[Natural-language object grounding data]
┄┄┄┄┄┄┄┄┄┄
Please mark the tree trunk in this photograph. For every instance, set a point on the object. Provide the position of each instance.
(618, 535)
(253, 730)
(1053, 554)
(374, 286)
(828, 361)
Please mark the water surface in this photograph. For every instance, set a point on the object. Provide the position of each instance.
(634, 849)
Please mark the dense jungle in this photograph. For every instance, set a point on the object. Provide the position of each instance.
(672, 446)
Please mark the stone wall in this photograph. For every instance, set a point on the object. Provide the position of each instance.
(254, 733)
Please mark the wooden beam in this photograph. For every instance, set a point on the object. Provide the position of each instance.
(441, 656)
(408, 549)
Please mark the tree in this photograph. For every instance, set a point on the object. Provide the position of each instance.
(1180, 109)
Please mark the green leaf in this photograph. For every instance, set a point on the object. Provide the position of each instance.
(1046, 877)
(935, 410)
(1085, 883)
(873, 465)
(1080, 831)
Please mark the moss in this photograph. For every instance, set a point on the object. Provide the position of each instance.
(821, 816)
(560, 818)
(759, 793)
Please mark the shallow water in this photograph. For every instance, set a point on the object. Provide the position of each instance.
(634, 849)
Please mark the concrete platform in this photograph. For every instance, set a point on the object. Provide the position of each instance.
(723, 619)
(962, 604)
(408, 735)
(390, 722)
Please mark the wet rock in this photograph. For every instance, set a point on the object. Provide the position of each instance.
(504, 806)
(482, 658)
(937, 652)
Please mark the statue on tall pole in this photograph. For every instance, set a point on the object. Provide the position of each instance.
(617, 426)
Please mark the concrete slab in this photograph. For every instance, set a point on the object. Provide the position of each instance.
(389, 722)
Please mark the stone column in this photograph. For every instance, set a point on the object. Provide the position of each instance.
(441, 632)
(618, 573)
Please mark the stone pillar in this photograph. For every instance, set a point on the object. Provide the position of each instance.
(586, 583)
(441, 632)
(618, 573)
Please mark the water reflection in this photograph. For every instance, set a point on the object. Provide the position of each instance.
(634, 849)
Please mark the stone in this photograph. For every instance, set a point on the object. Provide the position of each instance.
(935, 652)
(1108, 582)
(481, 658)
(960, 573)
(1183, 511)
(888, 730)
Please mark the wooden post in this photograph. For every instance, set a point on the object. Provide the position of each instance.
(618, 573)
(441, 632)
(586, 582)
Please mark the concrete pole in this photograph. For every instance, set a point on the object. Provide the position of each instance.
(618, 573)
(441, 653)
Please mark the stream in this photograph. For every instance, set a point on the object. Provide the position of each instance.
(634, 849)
┄┄┄┄┄┄┄┄┄┄
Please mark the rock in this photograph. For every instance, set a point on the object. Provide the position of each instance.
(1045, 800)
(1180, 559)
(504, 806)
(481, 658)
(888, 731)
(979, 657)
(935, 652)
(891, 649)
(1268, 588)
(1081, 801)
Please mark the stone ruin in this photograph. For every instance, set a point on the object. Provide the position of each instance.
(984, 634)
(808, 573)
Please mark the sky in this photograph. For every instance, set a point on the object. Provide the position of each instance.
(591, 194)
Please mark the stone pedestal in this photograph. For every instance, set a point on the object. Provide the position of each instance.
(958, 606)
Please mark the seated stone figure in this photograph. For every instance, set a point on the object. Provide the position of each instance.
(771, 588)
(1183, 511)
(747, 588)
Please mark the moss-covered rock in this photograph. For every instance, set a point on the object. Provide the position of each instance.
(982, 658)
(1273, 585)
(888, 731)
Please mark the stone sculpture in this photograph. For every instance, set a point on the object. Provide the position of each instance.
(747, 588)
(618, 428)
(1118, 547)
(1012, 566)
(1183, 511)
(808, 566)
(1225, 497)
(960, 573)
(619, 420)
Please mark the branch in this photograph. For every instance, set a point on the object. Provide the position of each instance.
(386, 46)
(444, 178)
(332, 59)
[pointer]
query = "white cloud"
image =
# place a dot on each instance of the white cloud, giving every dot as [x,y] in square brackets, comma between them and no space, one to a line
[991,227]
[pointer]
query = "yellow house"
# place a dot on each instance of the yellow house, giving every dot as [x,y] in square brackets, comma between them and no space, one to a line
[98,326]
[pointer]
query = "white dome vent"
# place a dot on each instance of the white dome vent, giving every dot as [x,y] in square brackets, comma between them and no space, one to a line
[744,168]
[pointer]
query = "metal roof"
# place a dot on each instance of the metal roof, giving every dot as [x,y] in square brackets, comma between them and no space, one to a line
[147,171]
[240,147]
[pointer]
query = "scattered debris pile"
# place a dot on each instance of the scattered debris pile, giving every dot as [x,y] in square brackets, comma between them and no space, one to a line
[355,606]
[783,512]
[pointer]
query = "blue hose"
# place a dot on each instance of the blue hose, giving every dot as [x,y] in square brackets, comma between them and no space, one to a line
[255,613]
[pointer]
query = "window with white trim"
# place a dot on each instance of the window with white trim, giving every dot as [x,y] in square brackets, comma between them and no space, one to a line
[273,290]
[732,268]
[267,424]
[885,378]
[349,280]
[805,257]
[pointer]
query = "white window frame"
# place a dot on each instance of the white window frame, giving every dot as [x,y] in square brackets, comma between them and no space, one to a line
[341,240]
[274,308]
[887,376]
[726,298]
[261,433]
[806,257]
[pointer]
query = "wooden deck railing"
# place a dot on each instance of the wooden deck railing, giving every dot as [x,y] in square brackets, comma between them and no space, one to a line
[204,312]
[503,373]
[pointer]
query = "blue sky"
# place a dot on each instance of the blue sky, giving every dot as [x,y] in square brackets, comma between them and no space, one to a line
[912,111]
┄┄┄┄┄┄┄┄┄┄
YOUR INSTRUCTIONS —
Wherever the word "query" appears in the records above, copy that line.

EXERCISE RESPONSE —
query = "white cloud"
query = "yellow house"
query = "white dome vent"
query = "metal roof"
query = "scattered debris pile"
query = "blue hose"
query = "window with white trim"
query = "white window frame"
query = "wooden deck railing"
query = "blue sky"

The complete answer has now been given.